Extract each line of the listing below that contains the string "rule". Treat the match as case-sensitive.
- - - -
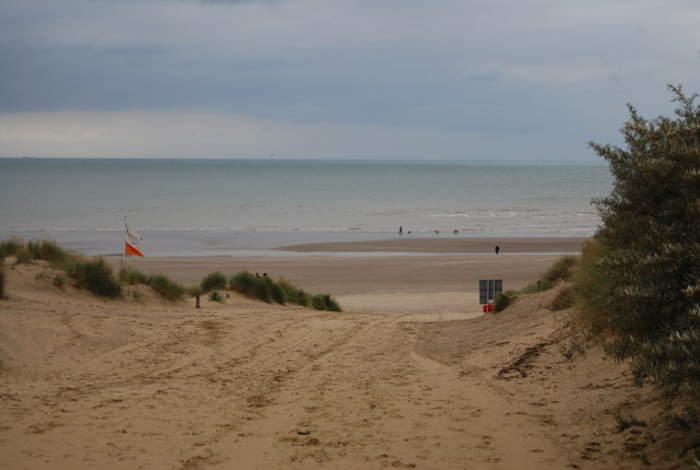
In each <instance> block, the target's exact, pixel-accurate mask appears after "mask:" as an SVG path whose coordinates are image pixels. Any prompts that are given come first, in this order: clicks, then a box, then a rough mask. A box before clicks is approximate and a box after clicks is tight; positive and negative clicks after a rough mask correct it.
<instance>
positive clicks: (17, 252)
mask: <svg viewBox="0 0 700 470" xmlns="http://www.w3.org/2000/svg"><path fill="white" fill-rule="evenodd" d="M15 258H17V264H29V263H31V262H32V260H33V259H34V258H33V256H32V252H31V251H29V250H28V249H27V247H26V246H22V247H20V249H19V250H17V252H16V253H15Z"/></svg>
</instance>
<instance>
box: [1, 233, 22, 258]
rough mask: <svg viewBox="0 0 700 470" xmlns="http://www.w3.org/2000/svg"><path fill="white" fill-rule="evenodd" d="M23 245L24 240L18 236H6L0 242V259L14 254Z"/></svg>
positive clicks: (19, 248) (21, 246) (17, 250)
mask: <svg viewBox="0 0 700 470" xmlns="http://www.w3.org/2000/svg"><path fill="white" fill-rule="evenodd" d="M23 247H24V241H23V240H22V239H21V238H18V237H12V238H8V239H7V240H3V241H1V242H0V260H2V259H4V258H6V257H8V256H15V255H16V254H17V252H18V251H19V250H20V248H23Z"/></svg>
- - - -
• **Your response**
mask: <svg viewBox="0 0 700 470" xmlns="http://www.w3.org/2000/svg"><path fill="white" fill-rule="evenodd" d="M15 258H17V264H29V263H31V262H32V260H33V259H34V258H33V256H32V252H31V251H29V250H28V249H27V247H26V246H22V247H20V249H19V250H17V252H16V253H15Z"/></svg>
rough mask: <svg viewBox="0 0 700 470" xmlns="http://www.w3.org/2000/svg"><path fill="white" fill-rule="evenodd" d="M23 245L24 240L18 236H6L0 242V259L14 254Z"/></svg>
mask: <svg viewBox="0 0 700 470" xmlns="http://www.w3.org/2000/svg"><path fill="white" fill-rule="evenodd" d="M23 247H24V241H23V240H22V239H21V238H18V237H12V238H8V239H7V240H3V241H1V242H0V260H2V259H4V258H6V257H8V256H15V255H16V254H17V252H18V251H19V250H20V248H23Z"/></svg>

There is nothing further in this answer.